▼▼▼
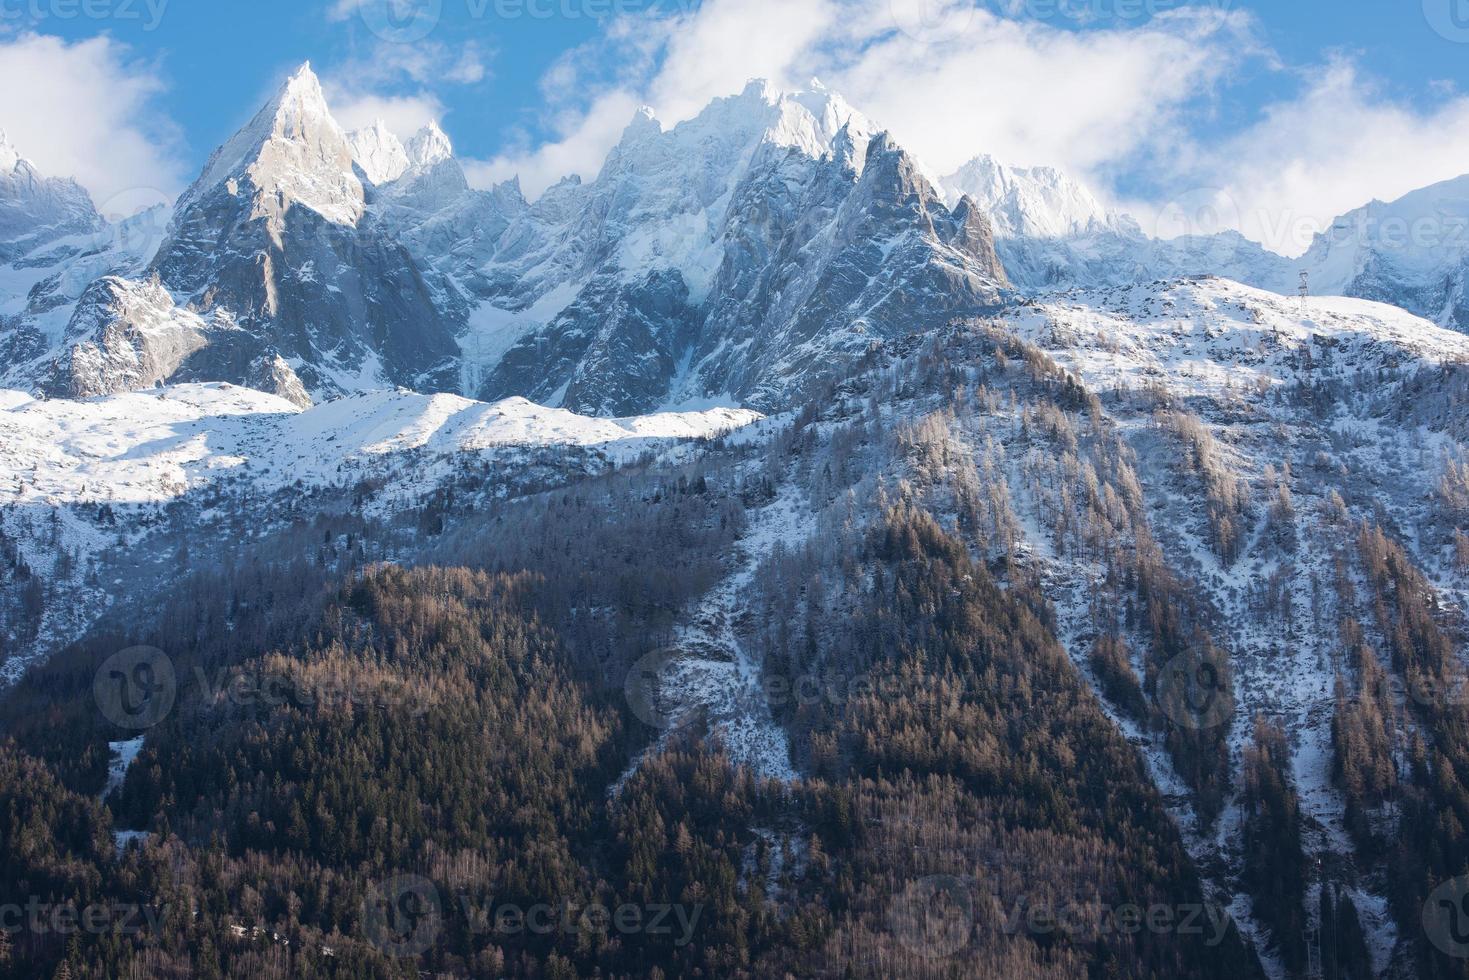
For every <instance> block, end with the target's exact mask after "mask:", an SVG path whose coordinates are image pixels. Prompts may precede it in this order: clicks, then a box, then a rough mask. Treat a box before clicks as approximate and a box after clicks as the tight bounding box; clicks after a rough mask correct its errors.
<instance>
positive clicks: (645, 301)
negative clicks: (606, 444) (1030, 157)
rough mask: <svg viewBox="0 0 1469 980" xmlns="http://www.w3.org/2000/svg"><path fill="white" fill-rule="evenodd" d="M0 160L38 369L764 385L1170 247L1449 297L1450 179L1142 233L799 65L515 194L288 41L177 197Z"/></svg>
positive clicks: (1238, 272) (615, 395) (1459, 271)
▲▲▲
**Yapılacak iş:** Yukarıdaki satırların tümünü, geçtiği her yerde "rough mask" yerine "coarse mask" yazarak güncelle, geri kalan her şeyi aynen bırak ve resimleri yanıtına alma.

**Yanıtınız:**
For every <instance> block, end with the target's exact mask after "mask:", an SVG path whose coordinates are image pixels. Prompts may precede it in this order: clicks, then a box, then a coarse mask. Treat a box before clicks as approximate and a box after clicks as the tight bounding box; clicks after a coarse mask correct its errors.
<instance>
positive clicks: (645, 301)
negative clicks: (606, 444) (1030, 157)
coarse mask: <svg viewBox="0 0 1469 980" xmlns="http://www.w3.org/2000/svg"><path fill="white" fill-rule="evenodd" d="M0 160L38 369L764 385L1170 247L1449 297L1450 179L1142 233L799 65L515 194L288 41L177 197Z"/></svg>
positive clicks: (1238, 272) (615, 395) (1459, 271)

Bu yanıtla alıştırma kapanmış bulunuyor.